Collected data

▼▼▼

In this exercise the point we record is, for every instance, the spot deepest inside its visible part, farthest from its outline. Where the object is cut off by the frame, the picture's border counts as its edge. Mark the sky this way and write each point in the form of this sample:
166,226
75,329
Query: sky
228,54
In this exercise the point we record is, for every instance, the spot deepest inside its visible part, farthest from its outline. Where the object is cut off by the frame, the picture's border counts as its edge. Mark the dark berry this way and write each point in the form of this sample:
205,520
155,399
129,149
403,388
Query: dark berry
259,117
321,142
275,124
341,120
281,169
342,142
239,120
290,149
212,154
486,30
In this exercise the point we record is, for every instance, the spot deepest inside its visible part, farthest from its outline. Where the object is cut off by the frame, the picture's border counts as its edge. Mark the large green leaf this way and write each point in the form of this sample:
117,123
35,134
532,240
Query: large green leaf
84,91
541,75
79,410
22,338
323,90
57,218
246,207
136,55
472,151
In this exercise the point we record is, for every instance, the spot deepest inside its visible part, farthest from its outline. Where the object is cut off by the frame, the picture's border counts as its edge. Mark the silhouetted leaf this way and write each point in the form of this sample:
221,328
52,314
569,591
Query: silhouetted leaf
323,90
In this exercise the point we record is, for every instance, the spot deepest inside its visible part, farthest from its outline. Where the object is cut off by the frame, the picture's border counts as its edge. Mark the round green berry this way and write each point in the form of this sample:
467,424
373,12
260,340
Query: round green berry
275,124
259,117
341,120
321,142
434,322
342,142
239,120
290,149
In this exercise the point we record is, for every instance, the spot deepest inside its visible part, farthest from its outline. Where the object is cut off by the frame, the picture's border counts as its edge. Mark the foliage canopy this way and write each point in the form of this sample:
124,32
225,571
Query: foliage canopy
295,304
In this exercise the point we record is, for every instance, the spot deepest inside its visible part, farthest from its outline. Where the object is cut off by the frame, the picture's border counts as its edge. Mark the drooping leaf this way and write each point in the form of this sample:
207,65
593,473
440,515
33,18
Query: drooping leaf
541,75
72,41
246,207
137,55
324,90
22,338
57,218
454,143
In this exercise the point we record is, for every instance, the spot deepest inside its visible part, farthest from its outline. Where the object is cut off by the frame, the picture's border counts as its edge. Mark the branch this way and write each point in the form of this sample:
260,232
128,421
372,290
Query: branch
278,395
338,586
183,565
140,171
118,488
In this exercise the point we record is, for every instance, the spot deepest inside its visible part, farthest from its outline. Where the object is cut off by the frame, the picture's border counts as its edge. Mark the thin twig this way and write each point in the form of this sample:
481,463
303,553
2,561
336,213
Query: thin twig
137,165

▲▲▲

▶ **Stated task**: Reproduce the material precisely, including every line.

▶ **Response for this exercise**:
In this exercise the point we record is, for every instance, the spot deepest inside its visible part, farthest from its outline. Where the object is cut off by the frame, the picture's border counts as its edge. Mark the sky this way and write each point in the form of this sample:
166,226
75,329
Query: sky
228,54
In this exercise the point we record is, for every instance, the spot deepest inside its visible part, farthest from its outline. Where the object is cut off by the frame, the picture's border counts as its edge. Mark the dark berry this way and write each point in the form of this sample:
205,520
155,399
129,149
403,388
Query: dark berry
259,117
321,142
275,124
341,120
281,169
342,142
239,120
290,149
212,154
486,30
In this exercise the point we record is, for every instance, the spot deepest inside its visible part, farthest from its outline. Where the object is cut off by the frame, the picture's border counts as its edge. Mark the large green leaf this way and write each point in the form of this sample:
117,123
35,134
532,240
Query: large green leaf
84,91
541,75
79,410
22,338
323,90
57,218
246,207
136,55
472,151
In this exercise the point we record is, for every instance, the spot deepest inside its visible part, farthest from its outline. Where the object is cut off by the frame, the picture's border counts as its edge. Mark the silhouetted leaf this way and write each point in the form of this sample:
221,328
52,314
569,591
Query: silhouetted leaf
323,90
In this exercise the point we record is, for every instance, the spot deepest inside its visible part, farthest from its outline. Where the object is cut off by the frame, the picture's border counts as its edge. Mark the round green berry this way and write each point in the form of this sample:
467,424
373,12
260,340
Query: round green berry
275,124
259,117
341,120
321,142
434,322
342,142
239,120
290,149
In this exercise the point we record is, for every instance, the spot deepest inside its visible part, farthest from its outline. Where the object is cut off by the frame, the picture's border counts as its edge. Mark the foliage canopy this way and write each point in the form of this sample:
124,32
225,571
Query: foliage canopy
295,304
In this exercise the point we record is, for every instance, the spot deepest inside its visible part, farthest from its outline. Where the object is cut off by the frame, the picture's border counts as its edge. Mark the drooping leaf this way and write each point in the form of this sample:
207,65
593,473
440,515
33,18
Query: drooping leaf
541,75
72,41
246,207
137,55
324,90
22,338
57,218
454,143
In this exercise the point we record is, for every instance, the spot deepest inside its visible part, farthest from its outline. Where the object is cut off by the frame, the picture's border counts as its edge. Mark the branch this way and write each point in the form of this sample:
260,232
128,421
372,290
Query: branch
278,395
338,586
183,565
140,171
118,488
In this exercise the point we record is, for every instance, the spot deepest inside its visible part, farthest from its outline. Where the object is cut off by the frame, the picture's border counts as its edge. Mark the thin twig this way and write each point in the form of this sample:
481,463
303,553
2,561
336,213
Query: thin twig
137,165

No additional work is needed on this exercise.